**Document segment:**
________
Tuesday, November 3, 2009

In Praise of Inequality

Today's decision by the Supreme Court exempting Portmarnock Golf Club from equal status legislation is good news for Irish freedom. Freedom of association is a fundamental freedom in any democracy, and efforts by an arm of the state to prevent it should be strongly resisted. People should be allowed to associate together to meet the needs of people like themselves - regardless of gender, race or religion - if they so wish. It is generally healthy for any adult group or community to have time and space apart from the wider society to discuss their common interests and enjoy one another's company. Be it a book club, a golf club, a political party or an 'Irish wives of Polish husbands' club.

But what about equality: does the Supreme Court decision exacerbate gender differences in Irish society? Hardly. There are more fundamental forces at play shaping gender equality - and increasing inequality as experienced by men. Take Arnold Kling's analysis of how assortive mating is exacerbating labour market and global trends:

I think that perhaps the most important trend of the past thirty years is the increased importance of cognitive skills relative to physical labor. Obviously, this has been going on for more than just the past thirty years, but during the past thirty years we saw an acceleration. This has had a number of consequences:

1. It changed the role of women. Their comparative advantage went from housework to market work.

2. This in turn, as Wolfers and Stevenson have pointed out, changed the nature of marriage. Men and women look for complementarity in consumption rather than in production.

3. This in turn leads to more assortive mating, with achievement-oriented men looking for interesting mates rather than for good maids.

4. This in turn leads to greater inequality across households. It also fosters greater inequality among children. The children of two affluent parents are likely to have much better genetic and environmental endowments than the children of two (likely unmarried) low-income parents.

5. Inequality is exacerbated by globalization and technological change. If your comparative advantage is basic physical labor, you have to compete with machines as well is with workers from the Third World.

The net result is an economy that has improved considerably for people with high cognitive skills, but which has improved only somewhat for people with relatively low cognitive skills.

So what should the Equality Authority be doing about it? The obvious answer is to encourage marriage, for as Chris Dillow points out:

... rising inequality reduces marriage. This happens through three mechanisms:
1. As male poverty rises, poorer men cannot afford a wife. It is relative poverty that matters here, as a man’s marriage prospects depend upon what he can offer a woman.
2. Richer women will need a bigger share of the surplus from marriage to tempt them to wed. This means they’ll hold out for richer men, but…
3. They might lose out to poorer women, who can, in effect, out-bid them - perhaps by being more easily impressed, or less likely to nag.
The result is that rising inequality leads to a mass of poor unmarried men on the one hand and a mass of richer unmarried Bridget Joneses on the other.

There's a job for the Equality Authority - reverse engineer the trend towards greater income inequality by becoming marriage brokers. More fun than beating up on golfers. Alternatively, we could just close them down given the hopelessness of the task?

1 comment:

  1. The achievements of any society rest with it's heros and not it's herd.

    Very interesting post. You must have a hot wife.
________
Referring expression data
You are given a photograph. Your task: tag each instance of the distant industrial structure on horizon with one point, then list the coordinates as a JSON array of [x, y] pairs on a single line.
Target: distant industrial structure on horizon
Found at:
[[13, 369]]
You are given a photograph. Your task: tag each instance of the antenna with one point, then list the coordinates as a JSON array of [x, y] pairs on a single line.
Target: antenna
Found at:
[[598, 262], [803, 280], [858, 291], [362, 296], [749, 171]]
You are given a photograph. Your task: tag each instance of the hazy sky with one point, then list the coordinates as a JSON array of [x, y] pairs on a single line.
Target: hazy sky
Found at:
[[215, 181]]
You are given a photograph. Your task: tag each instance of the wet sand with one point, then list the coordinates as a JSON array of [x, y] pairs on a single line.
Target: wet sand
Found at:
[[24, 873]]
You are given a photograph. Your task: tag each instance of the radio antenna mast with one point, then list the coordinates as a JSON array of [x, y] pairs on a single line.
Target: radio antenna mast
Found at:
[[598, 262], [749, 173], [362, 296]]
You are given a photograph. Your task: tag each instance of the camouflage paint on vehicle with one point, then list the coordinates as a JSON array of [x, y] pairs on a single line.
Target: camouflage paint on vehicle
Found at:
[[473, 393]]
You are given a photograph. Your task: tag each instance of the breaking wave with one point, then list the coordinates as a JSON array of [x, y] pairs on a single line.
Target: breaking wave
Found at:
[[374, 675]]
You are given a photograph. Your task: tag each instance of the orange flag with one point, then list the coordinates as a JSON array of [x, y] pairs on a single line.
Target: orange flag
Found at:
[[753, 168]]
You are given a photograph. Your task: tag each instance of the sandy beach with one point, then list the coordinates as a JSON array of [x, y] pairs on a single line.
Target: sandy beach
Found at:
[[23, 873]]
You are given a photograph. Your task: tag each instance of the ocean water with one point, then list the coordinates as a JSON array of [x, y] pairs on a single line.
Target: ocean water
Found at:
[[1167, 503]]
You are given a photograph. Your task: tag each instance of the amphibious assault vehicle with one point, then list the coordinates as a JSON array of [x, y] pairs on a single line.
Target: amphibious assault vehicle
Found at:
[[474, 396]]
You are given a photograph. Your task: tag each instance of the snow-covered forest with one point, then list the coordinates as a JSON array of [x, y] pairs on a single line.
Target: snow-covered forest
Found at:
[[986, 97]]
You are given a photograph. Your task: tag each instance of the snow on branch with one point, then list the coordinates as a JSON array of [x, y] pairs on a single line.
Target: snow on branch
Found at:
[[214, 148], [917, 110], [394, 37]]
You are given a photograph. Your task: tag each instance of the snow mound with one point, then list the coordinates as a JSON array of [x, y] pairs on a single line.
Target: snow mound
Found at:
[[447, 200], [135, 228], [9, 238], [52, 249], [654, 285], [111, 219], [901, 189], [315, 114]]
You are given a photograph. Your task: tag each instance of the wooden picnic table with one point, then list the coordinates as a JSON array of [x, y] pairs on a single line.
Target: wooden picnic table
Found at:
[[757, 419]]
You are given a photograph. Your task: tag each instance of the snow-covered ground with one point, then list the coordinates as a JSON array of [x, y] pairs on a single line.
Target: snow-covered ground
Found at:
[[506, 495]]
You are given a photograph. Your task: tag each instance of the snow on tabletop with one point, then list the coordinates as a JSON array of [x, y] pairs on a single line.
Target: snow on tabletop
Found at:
________
**Task list:**
A: Quote the post on inequality verbatim from "4. This in turn" up to and including "unmarried) low-income parents.".
B: In the post on inequality, which golf club did the Supreme Court exempt from equal status legislation?

**Outputs by task:**
A:
4. This in turn leads to greater inequality across households. It also fosters greater inequality among children. The children of two affluent parents are likely to have much better genetic and environmental endowments than the children of two (likely unmarried) low-income parents.

B: Portmarnock Golf Club